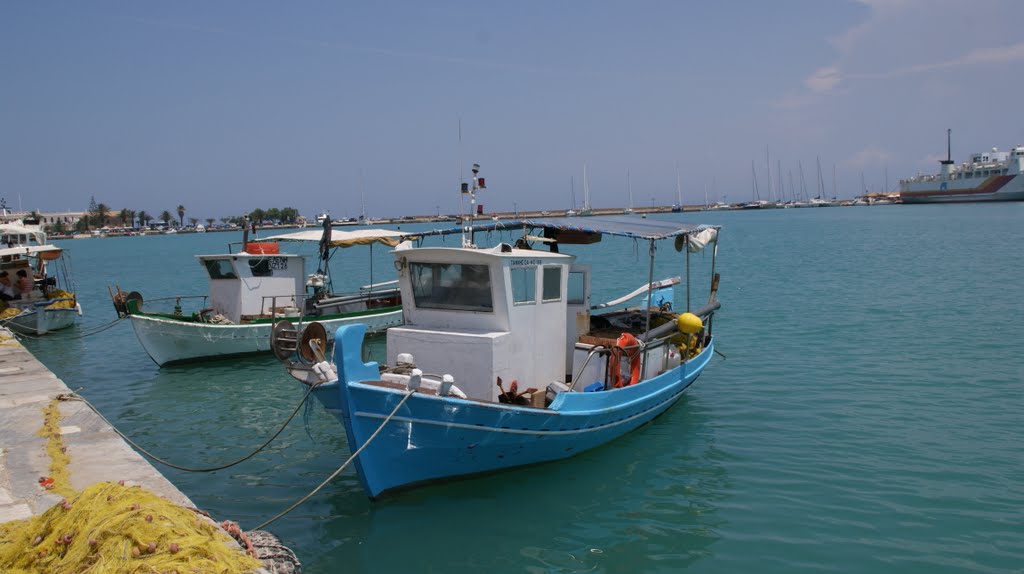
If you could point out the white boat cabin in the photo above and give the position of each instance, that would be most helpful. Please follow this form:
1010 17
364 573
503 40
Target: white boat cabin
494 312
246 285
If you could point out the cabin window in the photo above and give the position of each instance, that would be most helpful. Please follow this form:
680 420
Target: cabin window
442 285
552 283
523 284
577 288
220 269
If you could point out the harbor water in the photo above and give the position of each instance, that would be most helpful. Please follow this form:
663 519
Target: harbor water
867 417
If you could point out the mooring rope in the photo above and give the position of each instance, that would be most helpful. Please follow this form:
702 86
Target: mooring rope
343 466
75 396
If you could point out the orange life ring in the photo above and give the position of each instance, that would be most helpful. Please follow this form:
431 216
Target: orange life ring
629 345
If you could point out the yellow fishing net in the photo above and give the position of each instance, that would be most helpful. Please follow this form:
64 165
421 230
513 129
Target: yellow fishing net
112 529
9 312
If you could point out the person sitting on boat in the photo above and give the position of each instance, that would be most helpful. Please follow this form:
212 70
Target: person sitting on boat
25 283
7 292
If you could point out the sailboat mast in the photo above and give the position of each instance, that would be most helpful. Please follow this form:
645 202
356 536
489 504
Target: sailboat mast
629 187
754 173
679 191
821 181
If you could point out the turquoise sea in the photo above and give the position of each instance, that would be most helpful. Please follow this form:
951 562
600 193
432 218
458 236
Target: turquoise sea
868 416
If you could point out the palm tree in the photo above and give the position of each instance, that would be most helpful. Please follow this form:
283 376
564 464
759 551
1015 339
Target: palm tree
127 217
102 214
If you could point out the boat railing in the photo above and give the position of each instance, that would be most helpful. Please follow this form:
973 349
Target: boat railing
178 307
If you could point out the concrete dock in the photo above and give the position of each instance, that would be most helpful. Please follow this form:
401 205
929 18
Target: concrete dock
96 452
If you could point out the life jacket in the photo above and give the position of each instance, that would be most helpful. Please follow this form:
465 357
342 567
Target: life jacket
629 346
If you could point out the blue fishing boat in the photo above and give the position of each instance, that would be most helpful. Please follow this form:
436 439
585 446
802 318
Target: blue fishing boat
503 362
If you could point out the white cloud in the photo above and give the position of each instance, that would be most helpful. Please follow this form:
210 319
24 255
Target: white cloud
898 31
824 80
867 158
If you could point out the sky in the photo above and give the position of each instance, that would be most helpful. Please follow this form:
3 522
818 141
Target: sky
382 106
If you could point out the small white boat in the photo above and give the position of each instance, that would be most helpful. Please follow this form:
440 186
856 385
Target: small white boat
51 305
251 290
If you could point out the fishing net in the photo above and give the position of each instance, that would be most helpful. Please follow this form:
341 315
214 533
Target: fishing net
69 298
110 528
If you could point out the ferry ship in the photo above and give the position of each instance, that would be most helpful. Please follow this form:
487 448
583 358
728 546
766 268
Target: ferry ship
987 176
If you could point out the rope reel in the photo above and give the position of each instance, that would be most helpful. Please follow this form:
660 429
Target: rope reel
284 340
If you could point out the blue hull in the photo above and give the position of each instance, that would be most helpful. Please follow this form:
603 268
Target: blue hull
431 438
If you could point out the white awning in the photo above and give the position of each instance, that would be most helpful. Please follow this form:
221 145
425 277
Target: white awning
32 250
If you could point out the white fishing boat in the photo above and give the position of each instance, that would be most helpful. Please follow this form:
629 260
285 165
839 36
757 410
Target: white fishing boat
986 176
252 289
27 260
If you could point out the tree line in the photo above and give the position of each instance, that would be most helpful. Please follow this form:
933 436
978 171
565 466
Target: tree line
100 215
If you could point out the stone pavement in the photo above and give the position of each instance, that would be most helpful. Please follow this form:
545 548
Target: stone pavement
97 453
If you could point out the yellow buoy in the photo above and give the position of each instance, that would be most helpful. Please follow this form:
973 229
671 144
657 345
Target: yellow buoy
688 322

----

[Work required]: The entries above, without their pictures, should be written out exactly.

[Reply]:
If you could point out the white boat cabin in the photo above and give the position of each instance, that would be most helpful. Please follow this form:
1010 17
364 573
503 40
Target: white boat cabin
494 312
246 285
If you could point out the cabin window in the photo above and give the position of each instance, that would be most helpful. Please follow this form:
680 420
Target: cabin window
442 285
552 283
523 284
577 288
220 269
If you could point out the harbor water in the photo above and give the position of each instance, that would be most helpful. Please follow this form:
663 519
Target: harbor water
867 417
If you could point out the mooring rope in the photo above and give the position of each instance, that would be most helpful. Please follow this form:
702 86
Target: mooring rope
343 466
75 396
If you could point out the orange life ring in the photo above and give the position of each instance, that would be most helpful. Please follow this form:
431 216
Target: orange life ring
629 345
If you could point out the yellow fishing net in the photo above and give the position of each instance, that would be most helpful. Please follow this form:
64 165
421 230
513 129
Target: yellow fishing net
112 529
9 312
If you could point out the person sitting on boat in the photo above and give the position of each instance, that would be most helpful. Please follow this form:
212 70
Target: person sitting on boat
25 283
7 292
If you could point out the sailboat mast in the photo above and give the position of each instance, that would be most helpful. Please follow this form:
645 202
356 536
489 504
Target: sailboat mast
629 187
754 173
679 191
821 181
If you could point out the turquoise sea in the photo above and give the position of each instance, that would be most helpful. Please follow this form:
951 562
600 193
432 218
458 236
Target: turquoise sea
868 416
If you could point out the palm tree in the photo above and give the position of each instance, that would be most helpful. Please follow this form:
283 376
564 464
759 551
1015 339
Target: palm tree
127 217
102 214
If you could point out the boat railing in the photo above and give the position of each instance, that would be most helpful. Please follow this form:
973 349
Target: boat railing
178 307
If you could point out the concrete dock in the photo above and give the position of each instance, that would be most helpful. Please follow this form:
401 205
929 18
Target: concrete dock
96 452
If you could point out the life jacket in the photo above and give the position of each instance, that would be most helpful. Please follow this form:
465 357
342 567
Target: life jacket
629 346
If you could point out the blue fishing boat in the photo above and give the position of each instance, that would be most helpful. Please follow this form:
436 439
585 446
802 318
Target: blue fishing boat
503 362
If you could point out the white cloud in the photo above and give the position of each instance, that would be most helpful. Please follow this form:
210 319
24 255
Target: white cloud
898 31
824 80
867 158
If you could point out the sky in the photo above and give the position of each instance, that would be most helpful. Please follow this form:
3 522
818 141
Target: sky
382 106
If you could point out the small white boat in the photo above and give the position of each instance, that would be most helpful. Please follow this form:
440 186
856 385
Target: small white boat
51 305
251 290
If you could point out the fishing net in the photo above and give the position of each instance, that would be most helpful. Please follow this form:
341 315
214 533
Target: fishing net
69 298
110 528
If you could point out the ferry ship in the photo above and give the position of each instance, that would be most helpful. Please follow this form:
487 448
583 358
728 546
766 268
Target: ferry ship
987 176
If you could point out the rope reel in the photo above and give the position of each instance, that would be most helpful. Please follow this form:
660 429
Target: rope reel
284 340
If you could point out the blue hull in the photo above and give the position of each instance, that would be most helpful. Please follow this form:
603 268
Target: blue hull
431 438
If you could point out the white awning in the photo above and give the position of each instance, that would be most helpful. Please follow this form:
221 145
425 277
Target: white awning
32 250
If you could point out the white fishing boat in the photo above and give the position of each instance, that would be most helpful. Please follow this form:
629 260
285 165
839 36
757 410
Target: white fishing boat
986 176
252 289
27 260
If you could point out the tree line in the photo above and give the position of each instance, that would be most helpful. Please follow this form:
933 436
978 171
565 466
Target: tree line
100 215
If you could point out the stone pavement in the photo above and give the position of each instance, that would be most helpful. Please follow this form:
545 548
Target: stone pavement
97 453
If you could point out the yellow buoy in the photo above and give the position of each instance, that would be most helpful. Please follow this form:
973 229
671 144
657 345
Target: yellow buoy
688 322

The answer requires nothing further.